WHAT YOU ARE ASKED TO DO:
From the data below, pull out every line that contains the word "bracelet". Case counts.

= = = = =

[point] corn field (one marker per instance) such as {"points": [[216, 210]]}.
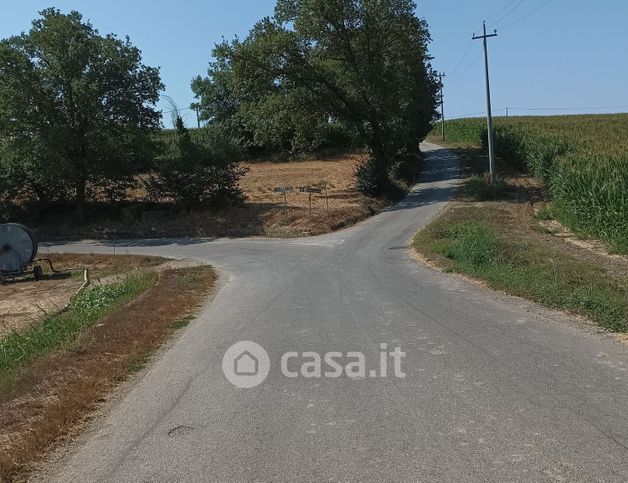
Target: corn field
{"points": [[582, 160]]}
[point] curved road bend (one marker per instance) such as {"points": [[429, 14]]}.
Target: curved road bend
{"points": [[496, 389]]}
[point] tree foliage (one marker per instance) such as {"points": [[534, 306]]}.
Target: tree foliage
{"points": [[76, 110], [361, 63], [192, 173]]}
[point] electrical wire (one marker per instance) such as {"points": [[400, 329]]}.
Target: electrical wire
{"points": [[507, 14], [526, 15], [566, 108], [473, 62], [508, 5], [464, 56]]}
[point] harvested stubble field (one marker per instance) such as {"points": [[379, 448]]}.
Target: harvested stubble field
{"points": [[263, 213]]}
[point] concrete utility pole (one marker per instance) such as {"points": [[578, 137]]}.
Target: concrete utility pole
{"points": [[442, 105], [489, 115]]}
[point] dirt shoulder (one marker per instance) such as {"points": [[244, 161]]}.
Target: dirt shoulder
{"points": [[47, 400], [24, 302]]}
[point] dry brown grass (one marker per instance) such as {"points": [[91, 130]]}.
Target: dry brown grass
{"points": [[25, 302], [52, 396], [262, 214]]}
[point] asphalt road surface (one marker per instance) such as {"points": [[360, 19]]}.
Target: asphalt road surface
{"points": [[495, 388]]}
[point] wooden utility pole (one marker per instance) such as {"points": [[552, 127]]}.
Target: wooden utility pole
{"points": [[442, 106], [489, 115]]}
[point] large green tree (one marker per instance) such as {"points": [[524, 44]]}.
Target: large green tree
{"points": [[76, 109], [362, 62]]}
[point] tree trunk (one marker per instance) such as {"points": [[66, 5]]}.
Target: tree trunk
{"points": [[80, 198]]}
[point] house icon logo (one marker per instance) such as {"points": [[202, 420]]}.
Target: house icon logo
{"points": [[246, 364]]}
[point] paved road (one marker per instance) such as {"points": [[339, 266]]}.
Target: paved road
{"points": [[496, 389]]}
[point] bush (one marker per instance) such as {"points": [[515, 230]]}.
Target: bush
{"points": [[406, 168], [369, 179]]}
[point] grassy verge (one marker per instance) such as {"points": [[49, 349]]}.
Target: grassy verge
{"points": [[53, 391], [61, 330], [497, 234], [470, 240]]}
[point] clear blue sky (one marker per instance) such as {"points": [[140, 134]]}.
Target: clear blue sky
{"points": [[568, 54]]}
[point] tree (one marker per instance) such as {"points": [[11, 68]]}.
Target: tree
{"points": [[76, 108], [264, 115], [193, 172], [365, 62]]}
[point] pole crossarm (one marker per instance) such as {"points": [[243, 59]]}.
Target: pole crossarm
{"points": [[489, 114]]}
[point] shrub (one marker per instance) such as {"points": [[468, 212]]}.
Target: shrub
{"points": [[406, 168], [369, 179]]}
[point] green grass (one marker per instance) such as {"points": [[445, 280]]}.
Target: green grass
{"points": [[62, 330], [526, 267], [582, 160]]}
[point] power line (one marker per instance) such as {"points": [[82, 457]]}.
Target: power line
{"points": [[507, 14], [526, 15], [566, 108], [508, 5], [464, 56], [534, 109], [489, 116], [473, 62]]}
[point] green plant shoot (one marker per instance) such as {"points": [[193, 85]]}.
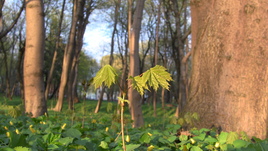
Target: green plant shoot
{"points": [[106, 75], [152, 78]]}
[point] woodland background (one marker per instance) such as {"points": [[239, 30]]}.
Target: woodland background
{"points": [[216, 52]]}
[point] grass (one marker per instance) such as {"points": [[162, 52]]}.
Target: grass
{"points": [[104, 115]]}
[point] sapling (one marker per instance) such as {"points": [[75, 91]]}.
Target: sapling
{"points": [[152, 78]]}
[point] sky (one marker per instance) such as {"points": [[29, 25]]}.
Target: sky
{"points": [[97, 37]]}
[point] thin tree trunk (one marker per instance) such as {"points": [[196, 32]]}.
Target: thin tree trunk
{"points": [[134, 63], [68, 57], [97, 109], [156, 54], [50, 75], [35, 103]]}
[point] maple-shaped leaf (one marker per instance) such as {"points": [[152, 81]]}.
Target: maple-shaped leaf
{"points": [[137, 84], [106, 75], [157, 76], [154, 77]]}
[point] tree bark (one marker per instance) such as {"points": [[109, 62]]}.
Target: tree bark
{"points": [[35, 103], [50, 75], [134, 63], [68, 57], [229, 72]]}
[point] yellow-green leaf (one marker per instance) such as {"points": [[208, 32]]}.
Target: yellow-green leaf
{"points": [[106, 75]]}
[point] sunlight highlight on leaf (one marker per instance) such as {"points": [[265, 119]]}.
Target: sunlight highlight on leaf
{"points": [[106, 75], [154, 77]]}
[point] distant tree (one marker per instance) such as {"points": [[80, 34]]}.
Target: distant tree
{"points": [[134, 63], [229, 71], [68, 56], [35, 103], [57, 40]]}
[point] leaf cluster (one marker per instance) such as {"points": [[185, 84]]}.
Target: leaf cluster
{"points": [[152, 78]]}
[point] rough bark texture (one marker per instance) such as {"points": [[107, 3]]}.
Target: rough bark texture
{"points": [[229, 78], [134, 63], [35, 103], [51, 71], [68, 57]]}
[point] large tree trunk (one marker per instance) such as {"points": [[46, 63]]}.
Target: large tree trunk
{"points": [[229, 77], [35, 103], [134, 63]]}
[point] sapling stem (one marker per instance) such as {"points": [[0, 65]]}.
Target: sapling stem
{"points": [[122, 122]]}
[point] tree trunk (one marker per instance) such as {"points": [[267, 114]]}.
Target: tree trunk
{"points": [[156, 54], [134, 63], [68, 55], [97, 109], [229, 72], [35, 103], [50, 75]]}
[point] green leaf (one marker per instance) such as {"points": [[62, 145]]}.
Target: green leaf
{"points": [[131, 147], [223, 137], [232, 137], [154, 77], [240, 143], [196, 148], [210, 140], [20, 148], [73, 133], [106, 75], [145, 138], [104, 145], [172, 138], [157, 76], [138, 84], [66, 141], [17, 140]]}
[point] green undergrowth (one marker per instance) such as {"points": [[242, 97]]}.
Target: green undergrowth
{"points": [[71, 131]]}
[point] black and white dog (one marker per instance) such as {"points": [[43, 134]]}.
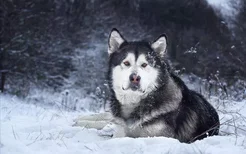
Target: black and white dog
{"points": [[148, 99]]}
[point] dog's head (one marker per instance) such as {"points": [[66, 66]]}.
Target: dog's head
{"points": [[135, 67]]}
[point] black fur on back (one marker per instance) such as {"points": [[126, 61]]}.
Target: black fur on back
{"points": [[194, 114]]}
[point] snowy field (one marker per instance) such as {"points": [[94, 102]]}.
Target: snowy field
{"points": [[32, 129]]}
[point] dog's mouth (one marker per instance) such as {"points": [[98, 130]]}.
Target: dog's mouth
{"points": [[134, 88]]}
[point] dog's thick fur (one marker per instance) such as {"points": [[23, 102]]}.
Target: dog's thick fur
{"points": [[162, 105]]}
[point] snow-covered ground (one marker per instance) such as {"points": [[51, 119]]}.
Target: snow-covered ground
{"points": [[31, 129]]}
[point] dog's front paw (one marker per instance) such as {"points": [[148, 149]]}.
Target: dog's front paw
{"points": [[112, 130], [97, 121]]}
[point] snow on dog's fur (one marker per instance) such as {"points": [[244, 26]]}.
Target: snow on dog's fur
{"points": [[148, 99]]}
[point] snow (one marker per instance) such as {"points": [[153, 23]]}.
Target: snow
{"points": [[27, 129], [226, 6]]}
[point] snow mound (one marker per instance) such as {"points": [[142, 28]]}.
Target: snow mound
{"points": [[27, 129]]}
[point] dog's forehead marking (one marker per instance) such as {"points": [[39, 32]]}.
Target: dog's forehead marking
{"points": [[130, 57], [141, 59]]}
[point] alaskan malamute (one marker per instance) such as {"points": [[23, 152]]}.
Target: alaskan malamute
{"points": [[148, 99]]}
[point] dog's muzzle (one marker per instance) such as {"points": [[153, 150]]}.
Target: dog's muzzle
{"points": [[134, 81]]}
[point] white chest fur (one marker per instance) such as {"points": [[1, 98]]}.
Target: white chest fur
{"points": [[128, 100]]}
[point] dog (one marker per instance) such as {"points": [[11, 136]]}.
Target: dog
{"points": [[148, 99]]}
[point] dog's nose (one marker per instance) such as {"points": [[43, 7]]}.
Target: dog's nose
{"points": [[134, 78]]}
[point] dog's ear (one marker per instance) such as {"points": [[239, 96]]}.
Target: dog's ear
{"points": [[114, 41], [160, 45]]}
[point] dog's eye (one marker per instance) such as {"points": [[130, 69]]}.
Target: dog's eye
{"points": [[144, 65], [127, 63]]}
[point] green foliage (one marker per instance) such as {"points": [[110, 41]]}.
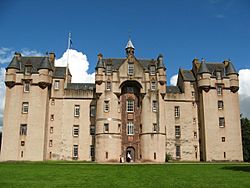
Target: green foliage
{"points": [[70, 174], [245, 129]]}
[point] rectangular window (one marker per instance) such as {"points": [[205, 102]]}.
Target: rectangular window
{"points": [[75, 151], [106, 106], [154, 127], [152, 70], [77, 110], [23, 129], [57, 85], [178, 152], [52, 117], [108, 86], [108, 70], [153, 85], [106, 128], [223, 139], [195, 134], [92, 151], [52, 101], [107, 155], [50, 143], [220, 105], [26, 86], [130, 128], [218, 75], [92, 111], [25, 107], [76, 130], [219, 89], [22, 143], [221, 122], [154, 155], [27, 70], [177, 131], [130, 106], [92, 130], [130, 69], [154, 106], [176, 111], [51, 129]]}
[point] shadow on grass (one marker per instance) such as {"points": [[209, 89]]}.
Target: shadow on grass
{"points": [[237, 168]]}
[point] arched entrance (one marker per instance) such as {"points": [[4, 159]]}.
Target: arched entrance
{"points": [[130, 101], [130, 154]]}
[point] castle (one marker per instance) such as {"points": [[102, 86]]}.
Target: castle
{"points": [[128, 114]]}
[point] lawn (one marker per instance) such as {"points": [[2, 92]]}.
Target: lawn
{"points": [[58, 174]]}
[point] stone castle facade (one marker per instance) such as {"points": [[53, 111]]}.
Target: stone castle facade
{"points": [[128, 113]]}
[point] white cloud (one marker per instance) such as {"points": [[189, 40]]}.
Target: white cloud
{"points": [[244, 91], [173, 80], [78, 66]]}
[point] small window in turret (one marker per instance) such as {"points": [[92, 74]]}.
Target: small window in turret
{"points": [[27, 70], [26, 86], [153, 85], [218, 75], [130, 69], [57, 84], [108, 70], [152, 70]]}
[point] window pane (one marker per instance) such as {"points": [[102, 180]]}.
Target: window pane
{"points": [[77, 110], [130, 106], [130, 128], [76, 130], [177, 111], [130, 69], [25, 107], [106, 106]]}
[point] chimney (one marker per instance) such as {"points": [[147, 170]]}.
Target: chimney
{"points": [[52, 57], [18, 56], [100, 56]]}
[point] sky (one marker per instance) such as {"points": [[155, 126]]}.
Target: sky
{"points": [[180, 30]]}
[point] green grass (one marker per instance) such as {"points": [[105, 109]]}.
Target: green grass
{"points": [[69, 174]]}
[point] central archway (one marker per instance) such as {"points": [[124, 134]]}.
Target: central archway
{"points": [[130, 101]]}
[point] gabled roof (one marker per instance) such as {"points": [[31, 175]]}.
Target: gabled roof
{"points": [[173, 89], [116, 63], [59, 72], [130, 44], [203, 68], [187, 75], [230, 69]]}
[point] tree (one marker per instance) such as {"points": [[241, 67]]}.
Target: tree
{"points": [[245, 131]]}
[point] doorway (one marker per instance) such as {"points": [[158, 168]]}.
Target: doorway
{"points": [[130, 154]]}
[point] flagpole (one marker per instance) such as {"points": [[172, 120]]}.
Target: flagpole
{"points": [[67, 66]]}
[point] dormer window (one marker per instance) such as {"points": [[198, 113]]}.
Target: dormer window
{"points": [[130, 69], [108, 70], [152, 70], [27, 70]]}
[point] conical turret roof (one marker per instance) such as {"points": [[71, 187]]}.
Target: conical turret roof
{"points": [[203, 68], [130, 44], [230, 69]]}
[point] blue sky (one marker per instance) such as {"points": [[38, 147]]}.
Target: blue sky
{"points": [[180, 30]]}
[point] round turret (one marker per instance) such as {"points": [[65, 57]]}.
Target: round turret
{"points": [[203, 76]]}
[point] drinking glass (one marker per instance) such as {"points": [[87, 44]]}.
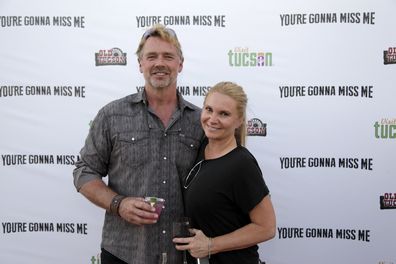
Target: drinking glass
{"points": [[181, 228]]}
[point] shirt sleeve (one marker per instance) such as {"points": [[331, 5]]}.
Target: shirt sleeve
{"points": [[95, 154]]}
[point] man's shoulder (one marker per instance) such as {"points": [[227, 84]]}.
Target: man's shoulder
{"points": [[121, 104]]}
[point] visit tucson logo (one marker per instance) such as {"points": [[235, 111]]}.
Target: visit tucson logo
{"points": [[390, 56], [243, 57], [113, 56]]}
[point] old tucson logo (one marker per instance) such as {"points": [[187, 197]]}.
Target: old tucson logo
{"points": [[256, 128], [113, 56]]}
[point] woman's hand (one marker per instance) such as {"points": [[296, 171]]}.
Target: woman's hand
{"points": [[198, 245]]}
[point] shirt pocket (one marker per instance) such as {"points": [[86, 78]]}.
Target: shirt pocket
{"points": [[188, 152], [134, 148]]}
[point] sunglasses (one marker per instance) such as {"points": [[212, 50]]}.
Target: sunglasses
{"points": [[192, 174], [154, 32]]}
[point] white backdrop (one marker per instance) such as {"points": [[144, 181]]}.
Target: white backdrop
{"points": [[321, 110]]}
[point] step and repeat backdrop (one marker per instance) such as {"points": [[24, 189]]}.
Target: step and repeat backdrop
{"points": [[320, 77]]}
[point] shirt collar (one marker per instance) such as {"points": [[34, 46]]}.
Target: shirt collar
{"points": [[182, 104]]}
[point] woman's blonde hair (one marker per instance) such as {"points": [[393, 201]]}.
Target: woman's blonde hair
{"points": [[236, 92]]}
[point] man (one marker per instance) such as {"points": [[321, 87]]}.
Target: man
{"points": [[145, 143]]}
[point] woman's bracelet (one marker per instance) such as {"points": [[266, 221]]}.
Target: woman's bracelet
{"points": [[209, 247]]}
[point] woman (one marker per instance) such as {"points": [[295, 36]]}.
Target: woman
{"points": [[225, 194]]}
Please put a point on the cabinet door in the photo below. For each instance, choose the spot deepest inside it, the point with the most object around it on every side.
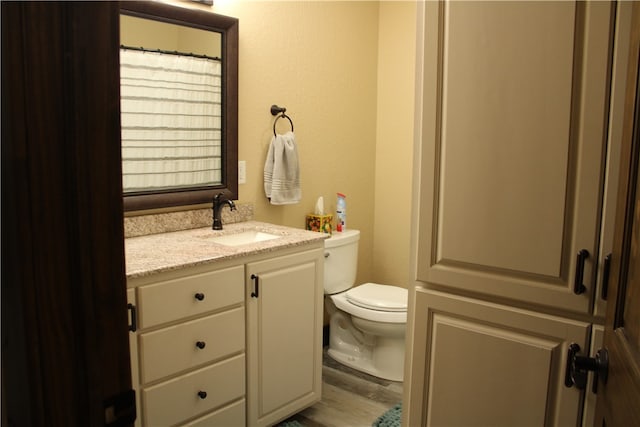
(284, 329)
(489, 364)
(133, 353)
(513, 125)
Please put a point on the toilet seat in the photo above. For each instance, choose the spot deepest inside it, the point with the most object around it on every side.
(378, 297)
(376, 315)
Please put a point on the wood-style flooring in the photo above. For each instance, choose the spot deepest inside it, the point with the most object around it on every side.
(349, 398)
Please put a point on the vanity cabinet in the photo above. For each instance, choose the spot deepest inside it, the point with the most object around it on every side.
(233, 343)
(517, 165)
(190, 346)
(284, 335)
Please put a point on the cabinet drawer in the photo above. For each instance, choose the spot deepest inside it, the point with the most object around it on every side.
(187, 296)
(229, 416)
(175, 348)
(176, 400)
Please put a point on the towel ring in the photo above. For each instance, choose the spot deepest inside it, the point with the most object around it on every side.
(275, 110)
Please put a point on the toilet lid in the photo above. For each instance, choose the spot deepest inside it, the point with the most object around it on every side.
(378, 297)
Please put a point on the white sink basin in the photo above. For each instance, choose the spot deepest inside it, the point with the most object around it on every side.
(244, 238)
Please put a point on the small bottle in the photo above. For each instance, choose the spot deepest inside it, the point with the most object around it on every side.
(341, 212)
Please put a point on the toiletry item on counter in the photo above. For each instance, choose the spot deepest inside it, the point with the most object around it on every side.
(341, 212)
(318, 221)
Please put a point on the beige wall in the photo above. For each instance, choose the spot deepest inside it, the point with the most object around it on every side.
(394, 147)
(345, 73)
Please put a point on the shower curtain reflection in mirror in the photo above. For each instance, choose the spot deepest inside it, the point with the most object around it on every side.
(171, 120)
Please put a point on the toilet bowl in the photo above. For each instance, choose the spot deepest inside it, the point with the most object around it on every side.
(367, 322)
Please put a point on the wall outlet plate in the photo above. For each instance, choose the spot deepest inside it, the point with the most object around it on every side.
(242, 172)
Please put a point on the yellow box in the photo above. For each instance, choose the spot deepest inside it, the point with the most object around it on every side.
(320, 223)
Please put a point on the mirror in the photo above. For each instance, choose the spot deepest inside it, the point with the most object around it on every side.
(179, 141)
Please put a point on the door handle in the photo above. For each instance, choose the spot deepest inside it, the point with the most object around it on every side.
(256, 286)
(578, 368)
(578, 286)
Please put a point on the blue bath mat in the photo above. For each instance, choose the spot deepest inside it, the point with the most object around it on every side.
(391, 418)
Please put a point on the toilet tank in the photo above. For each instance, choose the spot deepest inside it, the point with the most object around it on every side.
(341, 261)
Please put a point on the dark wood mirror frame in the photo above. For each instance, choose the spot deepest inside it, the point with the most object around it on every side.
(228, 28)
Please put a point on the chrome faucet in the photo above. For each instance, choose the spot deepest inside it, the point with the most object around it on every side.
(218, 203)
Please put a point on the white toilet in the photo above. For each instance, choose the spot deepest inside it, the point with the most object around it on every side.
(368, 322)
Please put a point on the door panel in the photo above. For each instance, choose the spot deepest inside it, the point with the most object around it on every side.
(617, 404)
(503, 366)
(514, 148)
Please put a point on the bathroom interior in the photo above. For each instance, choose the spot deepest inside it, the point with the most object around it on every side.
(354, 79)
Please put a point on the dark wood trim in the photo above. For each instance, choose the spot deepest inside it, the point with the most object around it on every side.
(65, 347)
(228, 27)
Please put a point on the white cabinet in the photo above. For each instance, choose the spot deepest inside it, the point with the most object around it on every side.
(503, 365)
(190, 359)
(516, 158)
(284, 335)
(233, 343)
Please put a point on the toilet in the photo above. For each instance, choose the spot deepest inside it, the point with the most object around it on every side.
(367, 322)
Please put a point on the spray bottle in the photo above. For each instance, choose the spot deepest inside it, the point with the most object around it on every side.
(341, 212)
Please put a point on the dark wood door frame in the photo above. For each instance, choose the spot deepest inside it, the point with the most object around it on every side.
(65, 344)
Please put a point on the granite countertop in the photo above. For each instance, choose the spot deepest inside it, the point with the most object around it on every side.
(146, 255)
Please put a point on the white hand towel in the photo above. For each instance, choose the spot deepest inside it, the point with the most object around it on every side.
(282, 172)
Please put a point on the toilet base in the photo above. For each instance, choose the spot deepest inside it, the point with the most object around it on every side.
(382, 357)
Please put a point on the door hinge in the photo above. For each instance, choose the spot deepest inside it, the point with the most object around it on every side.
(120, 410)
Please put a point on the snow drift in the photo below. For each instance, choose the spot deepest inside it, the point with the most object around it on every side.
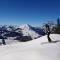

= = = = =

TASK ANSWER:
[point] woman's bracelet (one marker per instance) such as {"points": [[266, 221]]}.
Target: woman's bracelet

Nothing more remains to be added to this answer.